### Required work:
Reproduce the following lines word for word, in the same order.
╭─ Material supplied
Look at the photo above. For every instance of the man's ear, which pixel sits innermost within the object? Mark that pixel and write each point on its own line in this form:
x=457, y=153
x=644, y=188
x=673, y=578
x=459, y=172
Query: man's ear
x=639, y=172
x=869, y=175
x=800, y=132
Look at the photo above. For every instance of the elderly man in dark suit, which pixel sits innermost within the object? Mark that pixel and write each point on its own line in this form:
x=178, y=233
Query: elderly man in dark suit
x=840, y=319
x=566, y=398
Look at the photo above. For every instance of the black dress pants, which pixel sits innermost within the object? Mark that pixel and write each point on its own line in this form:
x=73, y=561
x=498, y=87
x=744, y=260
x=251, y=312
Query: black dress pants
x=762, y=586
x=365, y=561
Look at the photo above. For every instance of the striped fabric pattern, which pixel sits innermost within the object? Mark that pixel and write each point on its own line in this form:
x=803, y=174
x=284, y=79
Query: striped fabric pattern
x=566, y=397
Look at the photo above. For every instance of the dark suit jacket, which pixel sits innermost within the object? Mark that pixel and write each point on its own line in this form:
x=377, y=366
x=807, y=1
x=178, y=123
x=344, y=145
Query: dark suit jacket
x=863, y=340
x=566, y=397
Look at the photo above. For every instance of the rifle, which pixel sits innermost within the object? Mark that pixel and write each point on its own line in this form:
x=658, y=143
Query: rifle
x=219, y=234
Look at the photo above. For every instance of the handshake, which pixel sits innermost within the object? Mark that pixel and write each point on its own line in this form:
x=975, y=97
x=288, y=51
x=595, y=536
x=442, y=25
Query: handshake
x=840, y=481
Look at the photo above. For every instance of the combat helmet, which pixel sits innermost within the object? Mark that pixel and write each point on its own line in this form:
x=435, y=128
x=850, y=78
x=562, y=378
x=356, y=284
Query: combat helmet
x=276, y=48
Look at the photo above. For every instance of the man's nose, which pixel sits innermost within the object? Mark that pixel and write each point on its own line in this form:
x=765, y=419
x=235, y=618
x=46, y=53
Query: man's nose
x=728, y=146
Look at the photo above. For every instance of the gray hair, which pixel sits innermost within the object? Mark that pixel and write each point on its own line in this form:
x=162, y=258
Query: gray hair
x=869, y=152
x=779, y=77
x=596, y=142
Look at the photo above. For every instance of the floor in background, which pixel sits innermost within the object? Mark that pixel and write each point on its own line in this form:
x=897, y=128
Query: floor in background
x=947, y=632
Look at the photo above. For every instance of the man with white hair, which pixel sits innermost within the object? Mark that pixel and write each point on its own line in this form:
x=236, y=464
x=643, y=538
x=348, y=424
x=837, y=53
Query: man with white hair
╰─
### Answer for this exercise:
Look at the photo above. For every instance of the man's ear, which pixel sits innermost within the object? Mark that pixel and write each point on its own line in this form:
x=457, y=153
x=644, y=188
x=673, y=578
x=459, y=172
Query: man's ear
x=639, y=172
x=869, y=175
x=800, y=132
Look at the photo above. For every instance of the elderly man in dark suit, which pixel sits innermost within the object? Mark that pixel and write each point on its own line in this form:
x=178, y=233
Query: elderly man in dark suit
x=840, y=319
x=566, y=398
Look at the photo above. For every instance of the black dress pants, which pixel sits innermost within the object? Mark that pixel and write each point on its own line in this form:
x=73, y=561
x=498, y=87
x=744, y=260
x=251, y=312
Query: black dress pants
x=762, y=586
x=365, y=561
Look at the photo above. For every instance of the striped fabric pattern, which pixel sits innermost within the object? Mark that pixel and write each point on its own line in this form:
x=803, y=174
x=284, y=79
Query: striped fabric pattern
x=566, y=397
Look at the photo above. For every instance of the dark suit jacket, which pixel sits innermost within the object? Mark that pixel and write each point on its own line in this form:
x=377, y=366
x=807, y=1
x=178, y=123
x=344, y=145
Query: dark suit jacket
x=863, y=340
x=566, y=397
Look at the photo above. For every instance of the rifle, which pixel sits innermost within the object? Mark that pixel and write each point on its own line in this form:
x=658, y=143
Query: rifle
x=219, y=234
Look at the photo above. For every instance of the handshake, which pixel sits innermost within the object? Mark that pixel and write each point on its own line in this form:
x=975, y=97
x=288, y=51
x=595, y=536
x=442, y=25
Query: handshake
x=840, y=481
Look at the photo above. For every instance of the combat helmet, which pixel sits innermost within the object? Mark that pixel and write each point on its own line in this form:
x=435, y=128
x=850, y=78
x=562, y=378
x=356, y=284
Query: combat helmet
x=276, y=48
Look at the photo above. For every instance of the man's nose, which pixel sits innermost within the object? Mark that pixel and write each point on its own line in this form:
x=765, y=419
x=235, y=618
x=46, y=53
Query: man's nose
x=728, y=146
Look at the photo above. For every instance of the gray hair, which pixel sits innermost within the object? Mark that pixel and write each point on its own line in this form:
x=162, y=258
Query: gray hair
x=869, y=152
x=779, y=77
x=596, y=142
Look at the photo above. For every instance of the floor in background, which pixel sits innermost within the object? Mark that pixel and write each point on its own line in this form:
x=897, y=128
Query: floor in background
x=947, y=632
Look at the photo above. For every instance of the man with white hair, which pixel sits innermost within the object? Mark that pixel and write each point on its own line in this form:
x=236, y=464
x=643, y=538
x=348, y=424
x=837, y=53
Query: man with white hair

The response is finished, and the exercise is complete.